> _Gösterilen metin_:

Notlar: 1) Terimlerin çeşitli dillerde
yazılışları / işareti ile ayrılmıştır
Adige/Adghe vs. gibi 2) Sözcüklerin
yazılışında Latin ve Kiril harfleri kullanılmış ve .-
işareti ile ayrılmıştır. Adige-Адыгэ 3)
Yabancı kaynaklı sözcüklerin Türkçe okunuşları
parantez içinde yazılmıştır; Schapsugh (Şapsuğ)
4) Kesme işaretinin alfabetik sıralamada önem
verilmemiştir.
Ubin,
Kuban nehrinin yan kollarından birisidir.
Ubuch/Ubıh/Vıbuh/Peku,
Karadeniz Soça bölgesinde yaşamış olan bir Çerkes
halktır. Sayıları çok az ve dillerinin 82 sesi vardır
ve bunlardan sadece ikisi sessiz diğerleri seslidir.
Abedsechlerle akrabadırlar ve Ubuh asilleri Abdsechçe
konuşurlar (A. Berge 1860;174) demektedir nitekim bir
halk kongresi ile, sayıları az olduğundan (Özbek 1982;
9) Ubuhça yerine Adigece'yi öğrenmeye karar
vermişlerdir. Ubuhlar şu kabilelere ayrılırlardı;
Medovay, Vordan/Varden, Chisa ve Ssaşe.
Ubuhlar Abedsechlerden sonra silahı bırakanlardır. Bir
çoğu Moskova'nın Kuzeydoğu'sunda Kostroma iline
yerleştirilmiştir ve akıbetleri hakkında hiç bir
bilgimiz yoktur. Günümüzde en çok Ubuh Türkiye'de
yaşamaktadır. Ancak Tefik Esenç’in vefatından sonra
Ubuhça'yı doğru dürüst bilen hiç bir kimse
kalmamıştır. Bkz. Tubi
Uğo ş1eğevın- 1угъо щ1эгъэун,
Adige inançlarına göre dumanın hastaları
iyileştirdiğine ve hastalıkları önlediğine
inanırlardı. Bunun için günlük çok kullanılırdı.

> _Gösterilen satırlar_:

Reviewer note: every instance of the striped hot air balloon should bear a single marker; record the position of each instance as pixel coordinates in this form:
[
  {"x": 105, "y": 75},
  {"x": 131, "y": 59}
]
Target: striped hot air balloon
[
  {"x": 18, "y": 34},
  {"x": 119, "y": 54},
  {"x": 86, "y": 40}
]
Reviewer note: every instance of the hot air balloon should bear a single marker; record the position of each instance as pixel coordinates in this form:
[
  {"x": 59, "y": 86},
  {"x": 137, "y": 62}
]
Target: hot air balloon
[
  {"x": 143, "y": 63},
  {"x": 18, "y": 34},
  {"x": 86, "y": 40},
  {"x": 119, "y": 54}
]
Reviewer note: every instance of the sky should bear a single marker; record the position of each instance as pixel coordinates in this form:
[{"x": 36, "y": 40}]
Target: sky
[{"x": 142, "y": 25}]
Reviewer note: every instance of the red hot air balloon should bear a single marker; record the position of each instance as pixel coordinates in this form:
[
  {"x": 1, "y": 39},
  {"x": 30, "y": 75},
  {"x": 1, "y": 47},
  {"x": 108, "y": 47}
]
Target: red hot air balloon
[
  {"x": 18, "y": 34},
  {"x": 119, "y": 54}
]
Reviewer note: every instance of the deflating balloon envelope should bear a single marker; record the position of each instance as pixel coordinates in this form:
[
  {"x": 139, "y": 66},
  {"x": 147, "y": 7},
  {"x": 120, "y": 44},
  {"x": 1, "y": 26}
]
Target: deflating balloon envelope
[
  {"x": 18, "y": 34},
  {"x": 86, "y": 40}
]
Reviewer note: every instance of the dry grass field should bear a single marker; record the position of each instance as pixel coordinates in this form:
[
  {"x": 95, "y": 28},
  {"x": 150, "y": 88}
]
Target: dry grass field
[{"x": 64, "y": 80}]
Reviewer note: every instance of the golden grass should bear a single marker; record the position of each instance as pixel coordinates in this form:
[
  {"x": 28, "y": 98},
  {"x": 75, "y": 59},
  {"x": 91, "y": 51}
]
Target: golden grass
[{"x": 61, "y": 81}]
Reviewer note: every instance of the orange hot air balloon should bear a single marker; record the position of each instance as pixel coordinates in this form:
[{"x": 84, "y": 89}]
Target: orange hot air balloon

> _Görev_: Çerkes terimleri metninde "Yabancı kaynaklı sözcüklerin" ifadesinden "verilmemiştir." ifadesine kadar uzanan bölümün tamamını, "parantez" yerine "ayraç" koyarak düzenle ve yeniden yaz.

> _Yanıt_:
Yabancı kaynaklı sözcüklerin Türkçe okunuşları
ayraç içinde yazılmıştır; Schapsugh (Şapsuğ)
4) Kesme işaretinin alfabetik sıralamada önem
verilmemiştir.